But we all made it to the Humbolt cabin mostly dry and had our little photo-op. Then back down the winding roads to Quito for dinner and a much-needed night's sleep.

This morning. Uh.. the nice thing about growing up in Colorado is that altitude doesn't faze you in the least. Unless you've been away from the mile-high state for over two decades. I woke up this morning wondering how someone had managed to sneak an anvil into my brain case. Surely it was just jet lag? But no, I spent the better part of today's guided perambulation through Quito's old town focusing on keeping the horizon roughly level (not a trivial task in Quito, even for the unafflicted), and stumbling along after our group.


Presidential palace (more cheery schoolkids), churches (cheery priests), the equator line (cheery tourists). And me looking around all the time like a pole-axed donkey. I'm completely bonked. Probably shouldn't be posting in this mental condition, should I?


How emasculating for a manly (former) mountain man like me! Done in by a mere 9k of city altitude. The good news is that we're headed for sea level tomorrow morning, catching a flight to catch a flight to head out the the Galapagos. Sea level - on a boat. Will I match this indignity by also getting sea sick? Stay tuned.

Sunday, December 20, 2009

Late last night..

Arrived. Caught up with the Dixons back in terminal E, boarded and vegged for the entire flight. Watched "Up" on the in-flight system, and stared out the windows.

Came tearing into Quito on time at 9:40 - the field elevation is something like 9500', meaning the landing speed was...impressive. Then piled out and into the inevitable immigration/baggage/customs line where we waited for, let's see... two hours. Ready to be done now.

Jorge met us outside with the neatly-printed Cohn/Dixon sign and herded us out through the crowd and into a waiting bus where we are now sprawled on our way to the hotel. Don't need to be ready until, uh, 8:00 in the morning.

[On the road to/from Antisana today. Photos at http://picasaweb.google.com/david.cohn/20091220Quito]



Southbound Zigzag

[a day old - just got internet access]

I don't think I've ever done this before: out over the Pacific this morning - Atlantic this afternoon (layover in Miami), and southbound out over the Pacific again on the way to Quito. I guess it's a bit easier down where Central America gets all skinny.

Anyhow. Had two hours in Miami to feed and exercise the kids. And to check up on whether Ricardo's opinions are really infallable.

Ricardo is the director of the Launch Team. "Launch Czar", I think his official title is; his desk is one wall over from mine. He is a tall black man and has a soft Jamaican accent. He also has many opinions. The scary thing is that, when he shares them with you, I've yet to find him wrong about one.

Yesterday, when I grabbed my bag on the way out, Ricardo and I waved our respective farewells and he wished me a good flight to Ecuador. I let on that I wasn't going all the way that day, and related my south-east-southwest zigzag.

"Hmmm... Miami. Better get some good Cubano food while you're there."

Sorry - wasn't going to be a chance; we weren't leaving the airport. Had a two-hour connection through MIA.

"That's okay. La Carreta, on Concourse D, between Gates 37 and 39."

Huh?

"Trust me."

That's all he needed to say. "Trust me" is for when Ricardo is speaking ex cathedra.

- AIM OF THE TASK -
Please continue the Ecuador travel blog from the point where it stops. The data after this point is from an unrelated source.

- STORED DATA -
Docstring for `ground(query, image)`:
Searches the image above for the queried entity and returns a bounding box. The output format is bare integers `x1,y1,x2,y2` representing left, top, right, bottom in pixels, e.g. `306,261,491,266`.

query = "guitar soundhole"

- WRITTEN ANSWER -
We got into MIA on time, and had the expected number of minutes to kill. Also a couple of kids. No, we weren't seriously contemplating killing them, but with the I've-been-sleep-deprived-caffeinated-and-cooped-up-on-a-plane behavior they were giving us, the thought did cross our minds more than once (in fairness, we probably would have just left them in Miami).

Anyhow, once we'd gotten them filled with pizza and sent them up and down the stairs about 20 times, they settled in with books and iPod, and I was free to pursue my little quest.

To be fair, I had no idea I was looking for "La Carreta, on Concourse D between Gates 37 and 39."  He'd given me a name, a concourse and a couple of gates, but I was scrambling to make sure I'd packed enough USB cables and whatever, and the details never managed to set up lodging in my long term memory.

But I've always trusted my luck for stuff like this, and haven't died for it yet, so off I set. We were in the small "E" concourse spur, and F looked promising. But you can't get there without going our and back through security, so I backtracked to the interminable featureless walkway that led backwards to Concourse D. Wall-followed to a likely-looking nexus and caught the scent of pulled pork and savory rice. "La Carreta" it was.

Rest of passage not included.